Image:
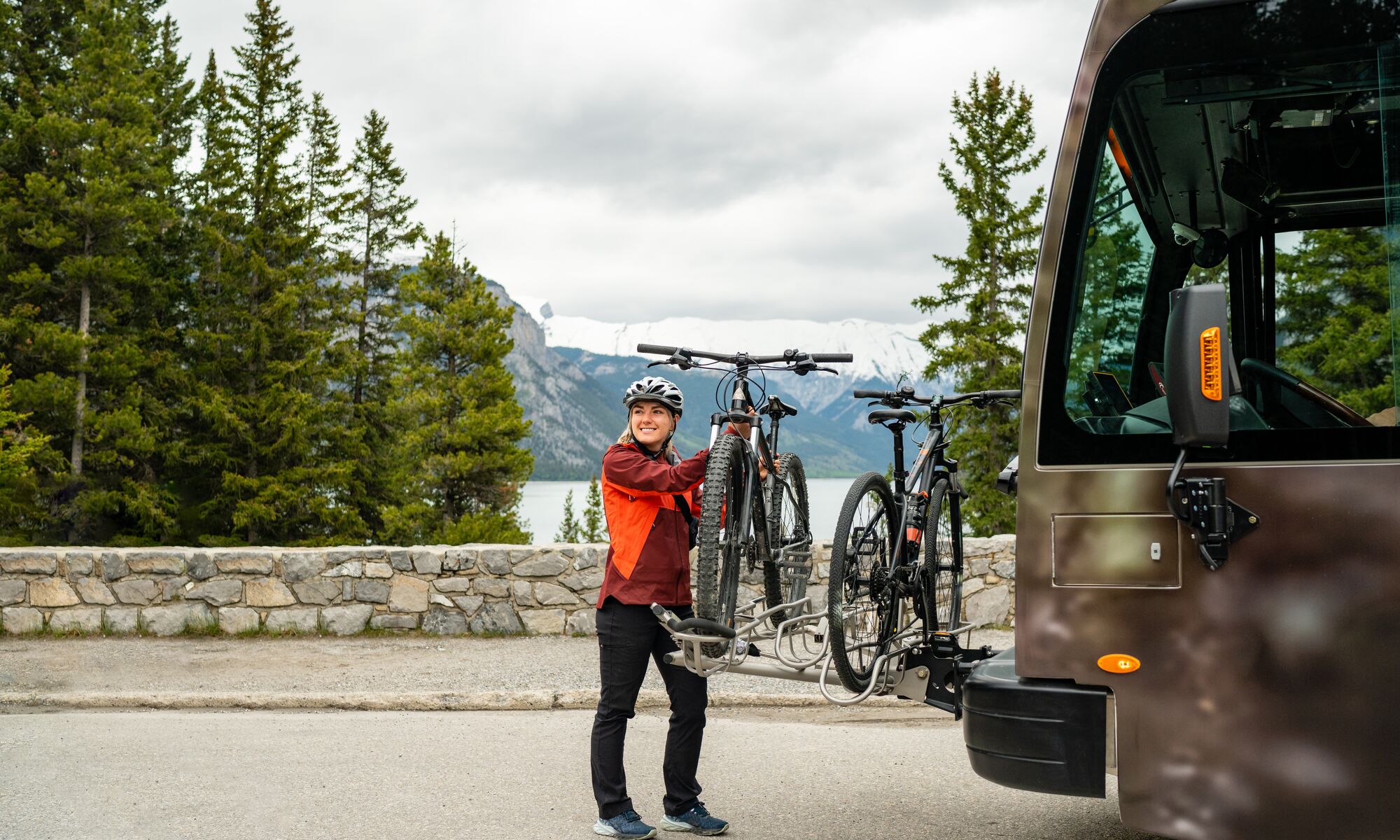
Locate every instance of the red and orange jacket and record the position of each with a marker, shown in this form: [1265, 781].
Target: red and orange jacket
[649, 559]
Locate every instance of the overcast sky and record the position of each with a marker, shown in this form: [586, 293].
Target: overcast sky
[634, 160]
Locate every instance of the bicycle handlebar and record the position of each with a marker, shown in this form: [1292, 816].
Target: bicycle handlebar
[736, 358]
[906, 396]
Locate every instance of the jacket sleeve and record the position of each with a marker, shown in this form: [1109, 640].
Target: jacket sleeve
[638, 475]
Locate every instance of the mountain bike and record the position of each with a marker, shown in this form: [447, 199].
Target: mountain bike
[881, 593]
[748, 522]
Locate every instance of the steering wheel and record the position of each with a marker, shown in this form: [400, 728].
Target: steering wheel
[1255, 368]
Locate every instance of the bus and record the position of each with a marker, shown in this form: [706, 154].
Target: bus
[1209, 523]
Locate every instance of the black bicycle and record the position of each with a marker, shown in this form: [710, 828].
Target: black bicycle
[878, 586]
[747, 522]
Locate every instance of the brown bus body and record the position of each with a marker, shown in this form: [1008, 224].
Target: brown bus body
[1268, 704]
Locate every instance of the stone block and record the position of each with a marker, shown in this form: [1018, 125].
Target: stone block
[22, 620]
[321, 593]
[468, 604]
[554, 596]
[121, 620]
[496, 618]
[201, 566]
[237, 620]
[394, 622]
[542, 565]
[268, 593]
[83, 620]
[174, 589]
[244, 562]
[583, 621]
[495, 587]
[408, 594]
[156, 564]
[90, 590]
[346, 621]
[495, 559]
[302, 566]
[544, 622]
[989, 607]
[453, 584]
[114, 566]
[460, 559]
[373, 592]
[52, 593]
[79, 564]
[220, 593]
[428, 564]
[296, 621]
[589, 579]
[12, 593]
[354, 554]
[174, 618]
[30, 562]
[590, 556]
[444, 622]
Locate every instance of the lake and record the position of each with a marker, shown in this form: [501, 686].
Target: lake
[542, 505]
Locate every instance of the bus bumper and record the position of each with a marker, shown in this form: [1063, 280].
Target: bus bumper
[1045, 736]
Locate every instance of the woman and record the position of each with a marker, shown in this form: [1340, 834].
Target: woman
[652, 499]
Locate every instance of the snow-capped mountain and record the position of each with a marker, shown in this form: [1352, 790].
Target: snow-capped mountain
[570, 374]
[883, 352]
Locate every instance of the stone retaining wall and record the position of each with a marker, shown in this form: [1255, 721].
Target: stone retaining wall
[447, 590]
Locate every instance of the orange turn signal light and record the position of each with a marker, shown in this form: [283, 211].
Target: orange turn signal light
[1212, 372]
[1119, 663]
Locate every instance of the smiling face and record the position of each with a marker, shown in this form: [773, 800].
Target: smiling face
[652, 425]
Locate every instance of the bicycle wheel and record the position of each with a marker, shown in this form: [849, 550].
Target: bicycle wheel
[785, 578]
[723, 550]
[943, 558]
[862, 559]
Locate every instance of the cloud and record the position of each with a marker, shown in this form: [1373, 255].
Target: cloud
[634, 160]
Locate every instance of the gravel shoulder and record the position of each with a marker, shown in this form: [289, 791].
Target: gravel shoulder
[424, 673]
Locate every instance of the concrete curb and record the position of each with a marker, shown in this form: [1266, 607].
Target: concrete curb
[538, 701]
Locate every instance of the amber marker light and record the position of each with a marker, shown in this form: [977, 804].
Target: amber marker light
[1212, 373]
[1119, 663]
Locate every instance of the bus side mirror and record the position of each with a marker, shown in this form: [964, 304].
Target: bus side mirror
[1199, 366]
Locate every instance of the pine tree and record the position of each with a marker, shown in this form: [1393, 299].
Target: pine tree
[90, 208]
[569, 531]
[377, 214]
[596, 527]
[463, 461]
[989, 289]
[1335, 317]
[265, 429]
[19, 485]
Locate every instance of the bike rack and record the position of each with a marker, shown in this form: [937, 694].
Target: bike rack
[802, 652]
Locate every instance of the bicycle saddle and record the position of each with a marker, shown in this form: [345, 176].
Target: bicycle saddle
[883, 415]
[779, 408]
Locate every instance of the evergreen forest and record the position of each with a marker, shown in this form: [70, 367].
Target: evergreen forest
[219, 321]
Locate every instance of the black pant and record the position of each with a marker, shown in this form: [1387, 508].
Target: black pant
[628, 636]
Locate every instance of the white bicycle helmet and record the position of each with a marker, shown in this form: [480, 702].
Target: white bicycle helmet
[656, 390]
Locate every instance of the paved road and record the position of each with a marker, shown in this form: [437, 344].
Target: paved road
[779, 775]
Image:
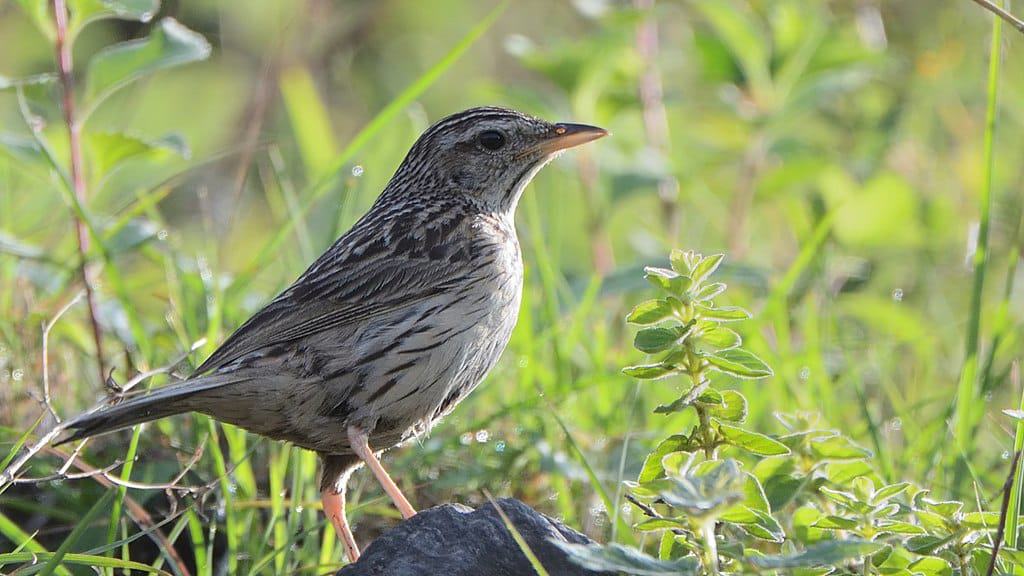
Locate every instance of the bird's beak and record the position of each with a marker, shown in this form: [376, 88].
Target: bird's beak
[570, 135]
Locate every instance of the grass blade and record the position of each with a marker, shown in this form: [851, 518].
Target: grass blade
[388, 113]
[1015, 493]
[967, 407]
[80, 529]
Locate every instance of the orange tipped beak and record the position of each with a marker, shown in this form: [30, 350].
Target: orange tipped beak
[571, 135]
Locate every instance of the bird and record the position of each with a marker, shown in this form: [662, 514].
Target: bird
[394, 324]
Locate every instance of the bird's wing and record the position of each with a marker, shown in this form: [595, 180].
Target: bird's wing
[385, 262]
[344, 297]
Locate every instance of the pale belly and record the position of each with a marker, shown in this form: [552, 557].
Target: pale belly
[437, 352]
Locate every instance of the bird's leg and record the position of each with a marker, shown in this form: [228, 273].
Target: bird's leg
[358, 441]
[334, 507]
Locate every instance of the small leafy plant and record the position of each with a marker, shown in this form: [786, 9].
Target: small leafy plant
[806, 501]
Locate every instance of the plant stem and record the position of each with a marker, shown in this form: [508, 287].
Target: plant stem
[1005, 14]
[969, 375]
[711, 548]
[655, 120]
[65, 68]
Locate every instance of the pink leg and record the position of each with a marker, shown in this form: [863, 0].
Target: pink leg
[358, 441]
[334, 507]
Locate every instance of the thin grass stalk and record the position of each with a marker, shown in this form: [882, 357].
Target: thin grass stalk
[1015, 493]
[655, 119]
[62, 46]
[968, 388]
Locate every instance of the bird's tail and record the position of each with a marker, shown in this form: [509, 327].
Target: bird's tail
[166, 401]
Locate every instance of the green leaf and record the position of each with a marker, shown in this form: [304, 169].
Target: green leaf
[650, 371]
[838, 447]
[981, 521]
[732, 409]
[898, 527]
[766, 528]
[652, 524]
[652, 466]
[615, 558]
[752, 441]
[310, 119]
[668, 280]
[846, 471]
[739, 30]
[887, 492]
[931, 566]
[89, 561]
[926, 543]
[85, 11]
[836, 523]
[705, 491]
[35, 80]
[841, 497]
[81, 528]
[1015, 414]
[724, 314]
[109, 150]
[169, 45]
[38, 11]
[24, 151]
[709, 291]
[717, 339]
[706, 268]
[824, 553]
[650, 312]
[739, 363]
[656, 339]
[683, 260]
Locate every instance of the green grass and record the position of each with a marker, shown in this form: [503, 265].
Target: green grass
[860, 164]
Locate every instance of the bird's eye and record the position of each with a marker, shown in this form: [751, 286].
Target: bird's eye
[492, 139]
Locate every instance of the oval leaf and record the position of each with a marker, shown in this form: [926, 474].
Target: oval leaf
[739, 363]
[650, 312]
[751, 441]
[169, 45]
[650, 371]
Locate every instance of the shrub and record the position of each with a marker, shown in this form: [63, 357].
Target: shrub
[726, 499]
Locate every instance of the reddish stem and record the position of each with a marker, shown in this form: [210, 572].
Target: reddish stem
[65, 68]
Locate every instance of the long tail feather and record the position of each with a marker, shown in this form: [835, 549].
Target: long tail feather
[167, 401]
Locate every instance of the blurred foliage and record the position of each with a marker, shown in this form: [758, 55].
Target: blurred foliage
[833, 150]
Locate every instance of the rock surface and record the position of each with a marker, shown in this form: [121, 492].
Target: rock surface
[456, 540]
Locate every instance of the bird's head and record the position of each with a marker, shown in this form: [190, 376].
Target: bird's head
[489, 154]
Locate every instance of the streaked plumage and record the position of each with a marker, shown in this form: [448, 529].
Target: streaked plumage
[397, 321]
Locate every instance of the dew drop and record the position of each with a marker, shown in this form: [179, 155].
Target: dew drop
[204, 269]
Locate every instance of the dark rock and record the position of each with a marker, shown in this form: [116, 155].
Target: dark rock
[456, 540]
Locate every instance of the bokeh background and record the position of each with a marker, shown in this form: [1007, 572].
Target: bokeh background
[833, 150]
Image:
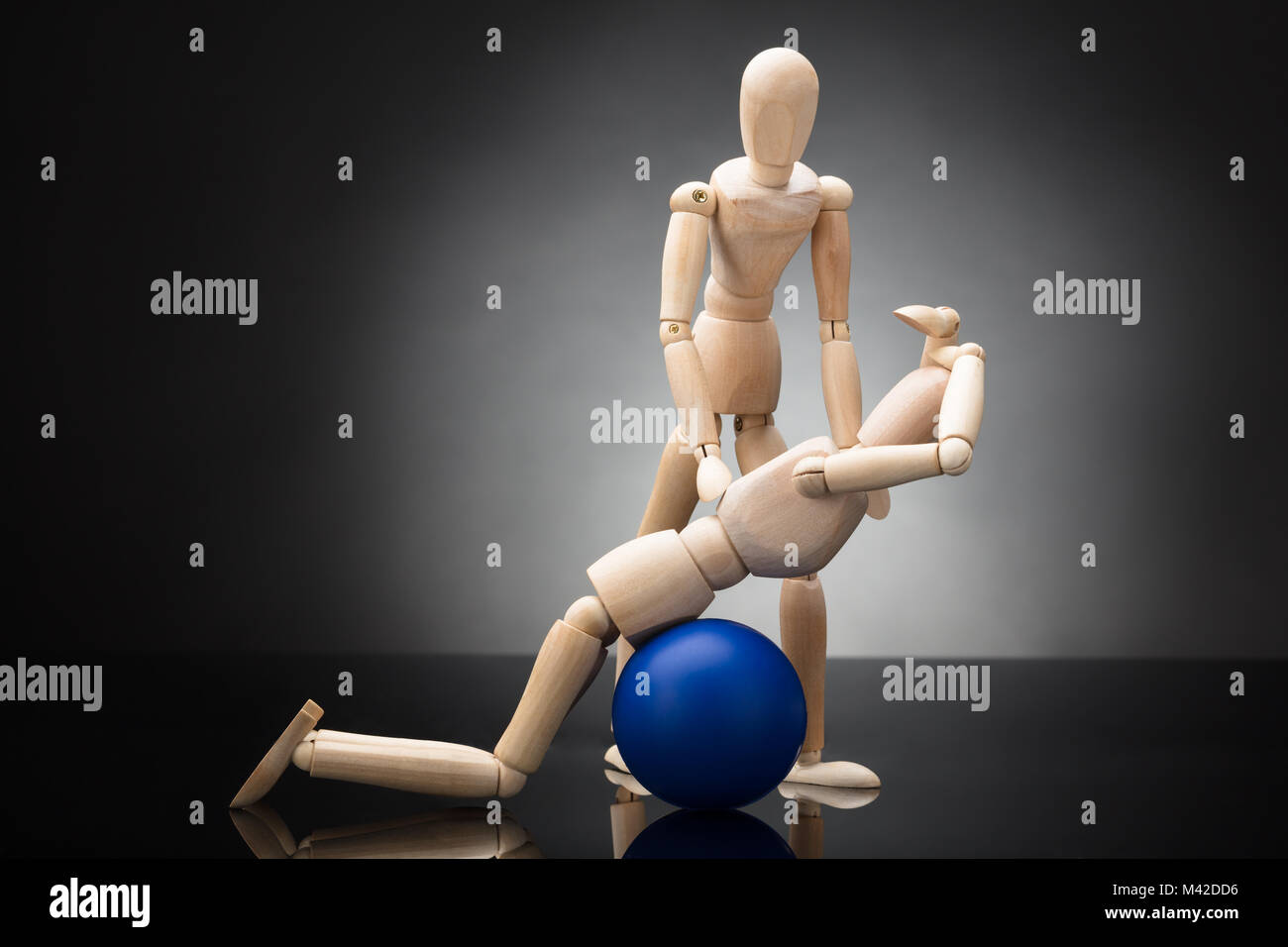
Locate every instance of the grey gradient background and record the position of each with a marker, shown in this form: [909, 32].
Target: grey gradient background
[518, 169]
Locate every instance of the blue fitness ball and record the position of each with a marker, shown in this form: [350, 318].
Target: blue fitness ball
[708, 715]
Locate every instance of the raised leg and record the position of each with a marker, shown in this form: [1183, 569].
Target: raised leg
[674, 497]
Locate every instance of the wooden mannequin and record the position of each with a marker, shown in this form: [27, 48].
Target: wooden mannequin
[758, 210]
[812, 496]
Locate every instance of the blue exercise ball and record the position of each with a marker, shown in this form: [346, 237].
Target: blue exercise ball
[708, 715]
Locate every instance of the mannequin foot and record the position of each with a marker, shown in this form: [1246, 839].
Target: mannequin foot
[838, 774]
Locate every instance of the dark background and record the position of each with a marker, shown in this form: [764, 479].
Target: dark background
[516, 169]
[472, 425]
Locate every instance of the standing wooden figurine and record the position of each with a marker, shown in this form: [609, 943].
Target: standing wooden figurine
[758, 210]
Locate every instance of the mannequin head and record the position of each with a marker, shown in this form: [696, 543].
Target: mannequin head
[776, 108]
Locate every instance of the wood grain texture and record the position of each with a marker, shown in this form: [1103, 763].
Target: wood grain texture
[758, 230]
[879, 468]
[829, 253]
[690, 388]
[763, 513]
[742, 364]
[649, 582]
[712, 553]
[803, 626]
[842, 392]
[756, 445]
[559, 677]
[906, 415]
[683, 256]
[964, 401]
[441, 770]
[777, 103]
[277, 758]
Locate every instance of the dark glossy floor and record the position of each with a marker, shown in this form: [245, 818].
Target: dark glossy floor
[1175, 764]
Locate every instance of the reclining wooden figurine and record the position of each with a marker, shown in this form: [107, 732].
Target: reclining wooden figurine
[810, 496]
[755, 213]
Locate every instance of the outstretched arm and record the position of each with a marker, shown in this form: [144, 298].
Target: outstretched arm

#### [Task objective]
Show a copy of each line from the records above in which the string "outstretched" occurs.

#### [Answer]
Locate every instance of the outstretched arm and record the position of each with a marker, shown in this form: [144, 298].
Target: outstretched arm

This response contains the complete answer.